### REQUIREMENT
Copy out the rows from the line containing "Reviewer note: verify that every instance of the black" through the line containing "column 379, row 54", both included, with no changes.

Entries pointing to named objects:
########################################

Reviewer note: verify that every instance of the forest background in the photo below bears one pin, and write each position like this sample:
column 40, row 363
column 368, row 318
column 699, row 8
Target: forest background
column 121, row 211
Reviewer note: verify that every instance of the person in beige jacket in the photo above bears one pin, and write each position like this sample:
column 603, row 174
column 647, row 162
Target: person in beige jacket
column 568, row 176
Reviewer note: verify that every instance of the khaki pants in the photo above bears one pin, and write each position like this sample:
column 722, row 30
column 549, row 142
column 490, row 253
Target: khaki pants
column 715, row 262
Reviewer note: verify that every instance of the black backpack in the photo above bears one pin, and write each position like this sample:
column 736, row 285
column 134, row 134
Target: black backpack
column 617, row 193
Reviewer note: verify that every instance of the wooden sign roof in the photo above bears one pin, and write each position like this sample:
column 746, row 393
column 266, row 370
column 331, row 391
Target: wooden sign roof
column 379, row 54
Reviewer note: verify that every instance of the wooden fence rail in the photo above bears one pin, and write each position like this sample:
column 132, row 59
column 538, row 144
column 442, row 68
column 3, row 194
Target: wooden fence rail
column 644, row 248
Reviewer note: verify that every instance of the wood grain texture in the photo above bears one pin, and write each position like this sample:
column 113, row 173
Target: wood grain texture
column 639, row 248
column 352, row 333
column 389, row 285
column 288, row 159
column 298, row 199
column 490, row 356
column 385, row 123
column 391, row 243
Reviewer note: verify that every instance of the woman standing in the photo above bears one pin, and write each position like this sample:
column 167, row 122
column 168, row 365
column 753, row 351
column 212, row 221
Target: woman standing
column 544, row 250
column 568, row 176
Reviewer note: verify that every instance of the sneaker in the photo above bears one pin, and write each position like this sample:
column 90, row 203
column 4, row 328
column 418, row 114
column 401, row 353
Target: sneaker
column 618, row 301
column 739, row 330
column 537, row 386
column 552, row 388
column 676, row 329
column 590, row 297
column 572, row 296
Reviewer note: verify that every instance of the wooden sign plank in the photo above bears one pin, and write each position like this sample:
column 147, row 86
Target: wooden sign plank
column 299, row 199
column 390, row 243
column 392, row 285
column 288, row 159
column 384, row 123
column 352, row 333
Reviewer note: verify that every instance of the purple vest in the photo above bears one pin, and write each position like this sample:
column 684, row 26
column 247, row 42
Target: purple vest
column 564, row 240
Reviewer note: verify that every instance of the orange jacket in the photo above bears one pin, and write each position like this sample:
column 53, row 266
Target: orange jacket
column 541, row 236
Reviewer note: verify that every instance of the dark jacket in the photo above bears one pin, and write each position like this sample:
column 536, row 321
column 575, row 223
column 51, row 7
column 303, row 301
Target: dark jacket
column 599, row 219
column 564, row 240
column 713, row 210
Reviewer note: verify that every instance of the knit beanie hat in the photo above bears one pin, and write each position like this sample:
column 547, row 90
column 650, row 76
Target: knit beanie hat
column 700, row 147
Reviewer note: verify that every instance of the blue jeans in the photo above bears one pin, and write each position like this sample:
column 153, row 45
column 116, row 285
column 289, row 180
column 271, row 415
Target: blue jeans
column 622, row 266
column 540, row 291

########################################

### ANSWER
Reviewer note: verify that every instance of the black backpack in the photo above bears one pin, and write each position like this sample:
column 736, row 285
column 134, row 134
Target: black backpack
column 617, row 193
Reviewer note: verify that every instance of the wooden sign roof in the photo above bears one pin, and write each position like this sample:
column 746, row 393
column 266, row 370
column 331, row 391
Target: wooden sign roof
column 379, row 54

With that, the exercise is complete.